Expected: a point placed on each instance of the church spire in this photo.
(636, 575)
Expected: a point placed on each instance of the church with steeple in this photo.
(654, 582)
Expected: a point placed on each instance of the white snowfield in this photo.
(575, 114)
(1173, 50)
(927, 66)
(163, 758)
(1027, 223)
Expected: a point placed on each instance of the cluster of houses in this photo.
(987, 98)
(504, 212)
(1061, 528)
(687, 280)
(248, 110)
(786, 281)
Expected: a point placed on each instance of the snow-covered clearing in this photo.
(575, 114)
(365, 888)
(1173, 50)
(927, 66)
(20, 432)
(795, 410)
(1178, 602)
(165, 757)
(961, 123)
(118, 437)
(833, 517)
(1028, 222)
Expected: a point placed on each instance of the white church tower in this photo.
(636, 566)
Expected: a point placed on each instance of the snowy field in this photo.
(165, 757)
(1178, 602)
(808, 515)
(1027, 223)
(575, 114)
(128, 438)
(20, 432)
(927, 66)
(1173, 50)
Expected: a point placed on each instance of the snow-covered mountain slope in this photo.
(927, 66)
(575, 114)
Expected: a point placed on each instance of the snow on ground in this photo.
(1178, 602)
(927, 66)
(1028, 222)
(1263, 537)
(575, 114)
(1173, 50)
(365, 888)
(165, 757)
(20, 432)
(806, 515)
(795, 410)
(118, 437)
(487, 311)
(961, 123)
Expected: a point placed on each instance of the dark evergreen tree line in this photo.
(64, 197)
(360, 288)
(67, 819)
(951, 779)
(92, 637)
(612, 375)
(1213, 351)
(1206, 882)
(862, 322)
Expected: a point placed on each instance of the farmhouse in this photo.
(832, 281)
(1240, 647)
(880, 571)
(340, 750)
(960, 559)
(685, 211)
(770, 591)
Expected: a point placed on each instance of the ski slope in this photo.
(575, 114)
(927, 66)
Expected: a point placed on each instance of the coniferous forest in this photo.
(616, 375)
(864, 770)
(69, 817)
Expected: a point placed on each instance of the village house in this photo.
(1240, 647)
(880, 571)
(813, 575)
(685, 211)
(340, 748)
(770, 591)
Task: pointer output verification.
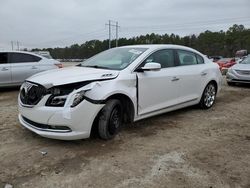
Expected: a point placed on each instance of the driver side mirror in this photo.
(152, 66)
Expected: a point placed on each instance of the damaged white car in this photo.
(119, 85)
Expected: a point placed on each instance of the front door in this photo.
(158, 89)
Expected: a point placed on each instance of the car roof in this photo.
(22, 52)
(160, 46)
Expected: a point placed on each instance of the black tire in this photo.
(110, 119)
(208, 96)
(231, 83)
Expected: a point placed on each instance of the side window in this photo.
(200, 59)
(164, 57)
(3, 58)
(22, 58)
(187, 58)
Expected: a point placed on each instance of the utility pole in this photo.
(116, 34)
(110, 34)
(12, 45)
(17, 43)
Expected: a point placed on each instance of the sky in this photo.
(59, 23)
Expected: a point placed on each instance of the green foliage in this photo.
(210, 43)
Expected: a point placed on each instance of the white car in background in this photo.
(119, 85)
(16, 66)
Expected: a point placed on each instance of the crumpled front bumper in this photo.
(64, 123)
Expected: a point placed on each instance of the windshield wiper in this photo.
(95, 66)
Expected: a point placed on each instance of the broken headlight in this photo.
(56, 100)
(79, 97)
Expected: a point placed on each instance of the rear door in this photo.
(23, 66)
(192, 74)
(5, 71)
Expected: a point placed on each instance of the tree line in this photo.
(224, 43)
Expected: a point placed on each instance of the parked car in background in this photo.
(226, 63)
(215, 58)
(239, 73)
(44, 54)
(119, 85)
(16, 66)
(241, 53)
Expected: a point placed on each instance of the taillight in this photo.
(59, 65)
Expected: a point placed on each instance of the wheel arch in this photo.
(129, 111)
(127, 104)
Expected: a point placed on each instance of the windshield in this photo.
(115, 59)
(246, 60)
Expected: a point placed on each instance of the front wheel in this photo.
(208, 96)
(110, 119)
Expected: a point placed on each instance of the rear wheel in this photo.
(208, 96)
(110, 119)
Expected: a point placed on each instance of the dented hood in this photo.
(69, 75)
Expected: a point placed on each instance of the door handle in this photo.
(175, 79)
(203, 73)
(5, 69)
(33, 67)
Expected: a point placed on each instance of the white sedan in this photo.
(119, 85)
(16, 66)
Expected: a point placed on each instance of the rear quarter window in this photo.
(23, 58)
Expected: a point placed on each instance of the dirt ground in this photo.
(185, 148)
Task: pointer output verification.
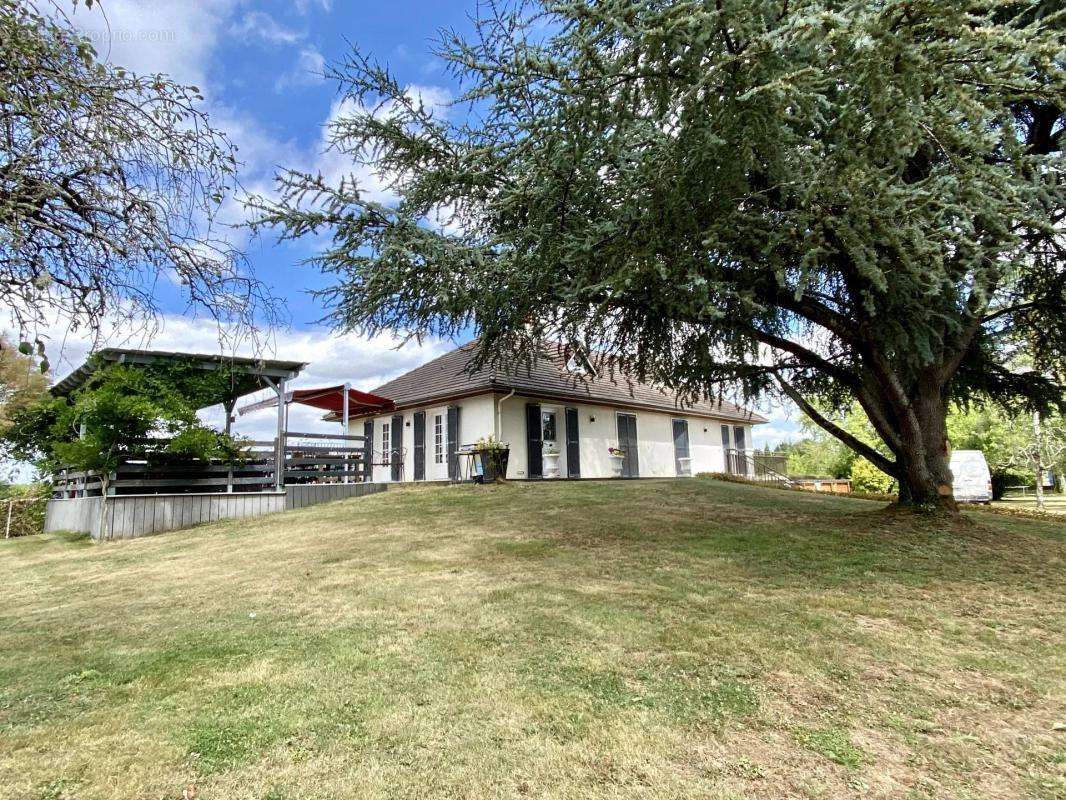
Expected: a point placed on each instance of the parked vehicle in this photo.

» **Given instruction**: Copy verbatim the span that begins at the line containing "Expected: a point placed on each instance of the parked car" and ends at the last line of the material, inclusive of both; exclude pictures.

» **Final result**:
Expected: a point placed on each instance of the parked car in background in this photo.
(226, 63)
(215, 58)
(239, 73)
(44, 54)
(119, 85)
(16, 66)
(241, 53)
Expected: a point placed on each instance of the taillight in this photo.
(59, 65)
Expected: a point placed on each instance of the wheel arch in this photo.
(129, 111)
(127, 104)
Expected: a point placed on each instance of the windshield in this photo.
(115, 59)
(246, 60)
Expected: a point placed on each instance of the front wheel in this photo.
(208, 96)
(110, 119)
Expected: a point placed on each instance of the rear wheel in this photo.
(208, 96)
(110, 119)
Expected: a point placed on each instance of the dented hood in this photo.
(69, 75)
Expected: a point placed on each instance of the door handle in this photo.
(175, 79)
(203, 73)
(5, 69)
(33, 67)
Expected: a point placed on each instance of the white sedan in this photo.
(119, 85)
(16, 66)
Expected: a point placed on each instance of the rear quarter window in this photo.
(23, 58)
Expected: a point placed on each instance of the dirt ground in this photo.
(185, 148)
Task: pointer output verification.
Expected: a point placed on each instance of the parked vehicle in this photo.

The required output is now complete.